→ Challenge: Please edit the listing below, changing "single bounding box" to "one bounding box" wherever it occurs and leaving everything else unchanged.

[Begin Entries]

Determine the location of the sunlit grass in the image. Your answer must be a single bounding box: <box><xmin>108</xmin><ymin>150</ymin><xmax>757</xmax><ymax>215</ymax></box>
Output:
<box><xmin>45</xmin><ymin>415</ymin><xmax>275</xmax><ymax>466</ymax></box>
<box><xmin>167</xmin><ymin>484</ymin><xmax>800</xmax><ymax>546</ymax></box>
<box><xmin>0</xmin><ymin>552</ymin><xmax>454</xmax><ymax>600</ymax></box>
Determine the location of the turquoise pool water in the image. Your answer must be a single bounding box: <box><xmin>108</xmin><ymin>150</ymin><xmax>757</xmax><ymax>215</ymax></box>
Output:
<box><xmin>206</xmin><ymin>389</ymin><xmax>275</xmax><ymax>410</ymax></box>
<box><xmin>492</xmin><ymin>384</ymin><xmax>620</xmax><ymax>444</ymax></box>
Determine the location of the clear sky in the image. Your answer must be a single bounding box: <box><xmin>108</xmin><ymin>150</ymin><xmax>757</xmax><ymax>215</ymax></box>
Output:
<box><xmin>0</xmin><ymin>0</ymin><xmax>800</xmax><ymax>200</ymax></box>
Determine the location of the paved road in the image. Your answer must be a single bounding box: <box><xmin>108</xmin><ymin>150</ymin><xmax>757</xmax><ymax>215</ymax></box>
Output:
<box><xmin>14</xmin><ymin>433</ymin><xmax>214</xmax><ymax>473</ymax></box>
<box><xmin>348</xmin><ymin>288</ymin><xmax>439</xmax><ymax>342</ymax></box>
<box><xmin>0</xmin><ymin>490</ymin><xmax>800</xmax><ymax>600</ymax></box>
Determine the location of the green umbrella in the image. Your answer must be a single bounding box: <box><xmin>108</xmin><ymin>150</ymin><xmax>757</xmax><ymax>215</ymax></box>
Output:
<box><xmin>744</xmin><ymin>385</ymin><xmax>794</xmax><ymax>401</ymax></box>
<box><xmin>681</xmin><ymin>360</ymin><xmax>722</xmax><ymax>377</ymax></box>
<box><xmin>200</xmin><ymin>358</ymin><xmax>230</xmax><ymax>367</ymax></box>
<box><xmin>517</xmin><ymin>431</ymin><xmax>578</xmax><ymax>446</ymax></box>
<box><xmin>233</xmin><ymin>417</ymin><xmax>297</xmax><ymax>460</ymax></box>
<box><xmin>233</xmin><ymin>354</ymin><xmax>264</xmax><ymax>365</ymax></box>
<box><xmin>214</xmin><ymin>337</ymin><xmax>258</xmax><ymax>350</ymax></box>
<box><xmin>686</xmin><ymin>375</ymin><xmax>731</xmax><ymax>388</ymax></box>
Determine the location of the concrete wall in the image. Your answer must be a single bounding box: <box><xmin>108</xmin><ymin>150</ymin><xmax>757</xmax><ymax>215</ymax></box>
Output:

[End Entries]

→ Exercise answer:
Determine the location of the sunlit grass in the image. Your answer must be a one bounding box: <box><xmin>108</xmin><ymin>150</ymin><xmax>757</xmax><ymax>215</ymax></box>
Output:
<box><xmin>45</xmin><ymin>415</ymin><xmax>275</xmax><ymax>466</ymax></box>
<box><xmin>167</xmin><ymin>484</ymin><xmax>800</xmax><ymax>546</ymax></box>
<box><xmin>0</xmin><ymin>552</ymin><xmax>454</xmax><ymax>600</ymax></box>
Determine the location of the turquoise pool water in the image. Your answer must be a one bounding box: <box><xmin>108</xmin><ymin>150</ymin><xmax>757</xmax><ymax>215</ymax></box>
Output:
<box><xmin>206</xmin><ymin>389</ymin><xmax>275</xmax><ymax>410</ymax></box>
<box><xmin>492</xmin><ymin>384</ymin><xmax>620</xmax><ymax>444</ymax></box>
Determine the location of the clear sky in the image. Your answer must be a one bounding box: <box><xmin>108</xmin><ymin>150</ymin><xmax>757</xmax><ymax>215</ymax></box>
Output:
<box><xmin>0</xmin><ymin>0</ymin><xmax>800</xmax><ymax>200</ymax></box>
Determine the location of the paved road in the image. Your answer must be a one bounding box: <box><xmin>108</xmin><ymin>150</ymin><xmax>757</xmax><ymax>215</ymax></box>
Output:
<box><xmin>14</xmin><ymin>433</ymin><xmax>214</xmax><ymax>473</ymax></box>
<box><xmin>348</xmin><ymin>288</ymin><xmax>439</xmax><ymax>342</ymax></box>
<box><xmin>0</xmin><ymin>490</ymin><xmax>800</xmax><ymax>600</ymax></box>
Determine the location of the green umbrella in the image. Your answer must be a one bounding box: <box><xmin>108</xmin><ymin>150</ymin><xmax>757</xmax><ymax>215</ymax></box>
Output:
<box><xmin>744</xmin><ymin>385</ymin><xmax>794</xmax><ymax>401</ymax></box>
<box><xmin>681</xmin><ymin>360</ymin><xmax>722</xmax><ymax>377</ymax></box>
<box><xmin>200</xmin><ymin>358</ymin><xmax>230</xmax><ymax>367</ymax></box>
<box><xmin>517</xmin><ymin>431</ymin><xmax>578</xmax><ymax>446</ymax></box>
<box><xmin>233</xmin><ymin>417</ymin><xmax>297</xmax><ymax>460</ymax></box>
<box><xmin>233</xmin><ymin>354</ymin><xmax>264</xmax><ymax>365</ymax></box>
<box><xmin>214</xmin><ymin>337</ymin><xmax>258</xmax><ymax>350</ymax></box>
<box><xmin>686</xmin><ymin>375</ymin><xmax>731</xmax><ymax>388</ymax></box>
Determine the location of the concrete wall in the image. Your answer must be a one bounding box: <box><xmin>108</xmin><ymin>150</ymin><xmax>757</xmax><ymax>215</ymax></box>
Output:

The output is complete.